Dataset entries:
"""
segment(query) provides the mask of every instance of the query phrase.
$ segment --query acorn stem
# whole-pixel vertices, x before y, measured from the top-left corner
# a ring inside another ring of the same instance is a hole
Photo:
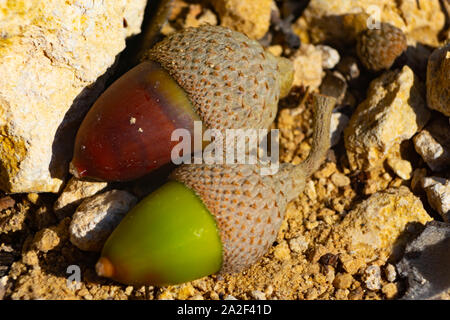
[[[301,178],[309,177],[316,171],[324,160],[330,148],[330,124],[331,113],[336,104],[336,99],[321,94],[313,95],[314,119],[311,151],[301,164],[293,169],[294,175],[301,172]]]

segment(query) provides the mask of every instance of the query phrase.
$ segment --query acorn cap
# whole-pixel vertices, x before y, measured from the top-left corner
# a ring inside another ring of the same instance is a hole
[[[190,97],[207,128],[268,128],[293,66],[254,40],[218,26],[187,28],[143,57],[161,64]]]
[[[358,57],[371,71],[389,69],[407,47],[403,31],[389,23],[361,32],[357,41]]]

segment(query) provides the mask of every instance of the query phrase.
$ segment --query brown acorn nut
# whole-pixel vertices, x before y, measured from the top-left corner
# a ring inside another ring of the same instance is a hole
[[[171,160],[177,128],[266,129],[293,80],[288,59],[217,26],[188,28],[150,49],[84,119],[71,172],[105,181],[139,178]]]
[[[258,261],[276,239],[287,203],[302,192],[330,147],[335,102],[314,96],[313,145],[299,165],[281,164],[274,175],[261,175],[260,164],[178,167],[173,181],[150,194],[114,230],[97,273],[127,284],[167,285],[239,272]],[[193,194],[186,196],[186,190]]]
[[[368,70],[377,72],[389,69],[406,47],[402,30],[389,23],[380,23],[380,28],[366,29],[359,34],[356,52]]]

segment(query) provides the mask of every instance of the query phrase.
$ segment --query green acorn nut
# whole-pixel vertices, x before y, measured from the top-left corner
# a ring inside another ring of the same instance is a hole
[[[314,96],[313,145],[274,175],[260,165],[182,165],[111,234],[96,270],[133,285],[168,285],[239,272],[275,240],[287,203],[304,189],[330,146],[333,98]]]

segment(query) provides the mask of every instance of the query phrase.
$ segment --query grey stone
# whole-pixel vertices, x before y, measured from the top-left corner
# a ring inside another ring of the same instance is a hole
"""
Would you give the entries above again verbatim, omitting the images they contain?

segment(query) provides the mask of every instance of the query phrase.
$ segment --query acorn stem
# whole-pixel vertices, x before y, measured from the top-left corner
# a ring inside another ring of the same instance is a hole
Photo:
[[[301,178],[309,177],[316,171],[324,160],[330,148],[330,124],[331,113],[336,104],[336,99],[321,94],[313,95],[314,119],[311,151],[301,164],[293,169],[294,175],[301,172]]]

segment(query) provides the mask of every instance of the query phrase.
$ segment --query acorn cap
# whole-pixel vertices, x before y, measured from the top-left corner
# a ring inside another ring of the same instance is a hole
[[[190,97],[207,128],[268,128],[293,66],[254,40],[218,26],[187,28],[143,57],[161,64]]]
[[[358,57],[371,71],[389,69],[407,47],[403,31],[389,23],[361,32],[357,41]]]

segment(query) provides the mask of every instance of the query phrase.
$ segment --query brown acorn nut
# whole-pixel vertices, x before y, measured from the top-left corner
# a ring inside another ring of the same instance is a hole
[[[171,160],[177,128],[266,129],[293,80],[288,59],[217,26],[188,28],[150,49],[84,119],[71,172],[105,181],[139,178]]]
[[[258,261],[276,239],[287,203],[302,192],[330,147],[335,102],[314,96],[313,145],[299,165],[281,164],[274,175],[261,175],[260,164],[178,167],[173,181],[150,194],[114,230],[97,273],[127,284],[167,285],[239,272]],[[193,194],[186,196],[186,190]]]
[[[368,70],[377,72],[389,69],[406,47],[402,30],[389,23],[380,23],[380,28],[366,29],[359,34],[356,52]]]

segment(query) provides the mask of every instance of the query phrase.
$ segment --query green acorn nut
# whole-pixel vertices, x before y, measured from the top-left corner
# a ring inside another ring of the same instance is a hole
[[[314,96],[313,145],[274,175],[260,165],[182,165],[111,234],[96,270],[133,285],[168,285],[239,272],[275,240],[287,203],[304,189],[330,146],[333,98]]]

segment(query) provides the mask of every instance of the query phrase.
$ segment --query grey stone
# whole-pixel vertices, x before y, measured from the top-left corner
# a ring inside another ring of the same instance is a hole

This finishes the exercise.